*DATA SECTION*.

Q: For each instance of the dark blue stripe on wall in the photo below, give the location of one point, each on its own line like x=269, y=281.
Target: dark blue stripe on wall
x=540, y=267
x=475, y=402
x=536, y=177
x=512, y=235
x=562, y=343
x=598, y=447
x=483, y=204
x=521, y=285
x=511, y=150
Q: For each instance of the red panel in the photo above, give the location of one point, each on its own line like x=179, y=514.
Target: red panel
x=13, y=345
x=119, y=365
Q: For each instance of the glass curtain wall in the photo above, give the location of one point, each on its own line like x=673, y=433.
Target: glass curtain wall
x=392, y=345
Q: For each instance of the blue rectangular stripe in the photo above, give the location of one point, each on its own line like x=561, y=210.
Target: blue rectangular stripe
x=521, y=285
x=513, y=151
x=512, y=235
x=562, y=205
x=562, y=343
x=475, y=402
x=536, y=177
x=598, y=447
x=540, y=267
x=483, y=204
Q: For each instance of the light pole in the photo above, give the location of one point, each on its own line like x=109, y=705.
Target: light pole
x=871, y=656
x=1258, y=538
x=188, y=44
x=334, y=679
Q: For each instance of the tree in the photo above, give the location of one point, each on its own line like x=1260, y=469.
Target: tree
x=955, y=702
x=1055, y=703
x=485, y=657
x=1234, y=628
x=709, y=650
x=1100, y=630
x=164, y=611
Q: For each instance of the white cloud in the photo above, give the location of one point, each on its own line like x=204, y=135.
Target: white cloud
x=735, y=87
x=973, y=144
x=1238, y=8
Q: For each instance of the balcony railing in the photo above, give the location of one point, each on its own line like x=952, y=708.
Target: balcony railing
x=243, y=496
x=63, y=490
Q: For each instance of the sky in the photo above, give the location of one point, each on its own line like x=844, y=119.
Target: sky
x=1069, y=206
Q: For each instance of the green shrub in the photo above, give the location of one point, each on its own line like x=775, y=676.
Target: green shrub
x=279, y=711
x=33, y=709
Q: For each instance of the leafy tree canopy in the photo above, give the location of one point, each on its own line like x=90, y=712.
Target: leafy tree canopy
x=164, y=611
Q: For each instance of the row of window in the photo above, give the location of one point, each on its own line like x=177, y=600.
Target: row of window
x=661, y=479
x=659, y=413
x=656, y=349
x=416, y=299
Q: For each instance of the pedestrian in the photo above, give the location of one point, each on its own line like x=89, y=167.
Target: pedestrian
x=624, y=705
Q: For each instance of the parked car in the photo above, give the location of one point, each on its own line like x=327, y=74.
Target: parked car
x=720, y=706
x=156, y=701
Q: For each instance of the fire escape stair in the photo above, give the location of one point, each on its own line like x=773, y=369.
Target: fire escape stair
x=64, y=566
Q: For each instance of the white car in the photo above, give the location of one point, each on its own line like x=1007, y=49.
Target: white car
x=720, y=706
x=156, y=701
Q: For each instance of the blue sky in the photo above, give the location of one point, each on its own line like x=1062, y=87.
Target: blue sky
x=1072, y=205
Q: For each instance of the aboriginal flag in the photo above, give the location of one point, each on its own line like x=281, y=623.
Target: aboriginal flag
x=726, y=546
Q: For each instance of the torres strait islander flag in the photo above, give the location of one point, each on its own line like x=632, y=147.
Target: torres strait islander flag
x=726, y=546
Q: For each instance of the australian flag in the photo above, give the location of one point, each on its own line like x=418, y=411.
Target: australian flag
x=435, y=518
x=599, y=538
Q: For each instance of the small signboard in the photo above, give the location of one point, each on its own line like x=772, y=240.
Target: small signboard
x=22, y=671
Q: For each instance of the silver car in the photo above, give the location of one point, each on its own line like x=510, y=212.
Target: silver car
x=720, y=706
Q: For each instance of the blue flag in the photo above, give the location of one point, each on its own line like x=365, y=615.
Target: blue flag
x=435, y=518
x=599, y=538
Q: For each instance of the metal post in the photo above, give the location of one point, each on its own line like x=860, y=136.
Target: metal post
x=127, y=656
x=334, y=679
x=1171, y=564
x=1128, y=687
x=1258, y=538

*TASK OBJECTIVE*. Reproduce only the lines above, starting at the line with "Q: For each instance of the row" and ending at the line with "Q: For each instance of the silver", exactly as written.

*THE COMPLETED TASK*.
Q: For each instance of the row of window in the photo above, give the location of one point, each on its own line like x=177, y=600.
Target: row of window
x=661, y=479
x=659, y=413
x=656, y=349
x=416, y=299
Q: For each instance of the pedestrian in the photo above, give the location of one point, each on its own line like x=89, y=167.
Target: pedestrian
x=624, y=705
Q: For each instance of the parked car in the photo above, give the location of one point, each on its own line like x=327, y=74.
Target: parked car
x=720, y=706
x=156, y=701
Q: For each instance of the fire escape stair in the photo above, give the location of one point, each on its own line like x=773, y=369.
Target: fire escape stair
x=64, y=566
Q: For each instance of the white car in the photo above, give the location of one point, each on its own line like x=1007, y=49.
Target: white car
x=720, y=706
x=156, y=701
Q: For each instance of the blue sky in the photo above, give the location of one point, each on its own line like x=1062, y=87.
Target: blue sky
x=1072, y=205
Q: For each instance of the aboriginal flag in the photo above, give the location of one point, each on its own line like x=281, y=623.
Target: aboriginal flag
x=726, y=546
Q: For each instance of the torres strait islander flag in the photo above, give the location of one point, each on its own line like x=632, y=147.
Target: torres strait islander flag
x=726, y=546
Q: For each instance of the australian flag in the photo above, give the location of one point, each on its own line like x=418, y=411.
Target: australian flag
x=435, y=518
x=599, y=538
Q: For each instance of the small signboard in the photo above, give the location of one point, each on its own line like x=772, y=240.
Target: small signboard
x=22, y=671
Q: For each instance of the silver car in the photo above, give the location of one point, each on its own line like x=510, y=212.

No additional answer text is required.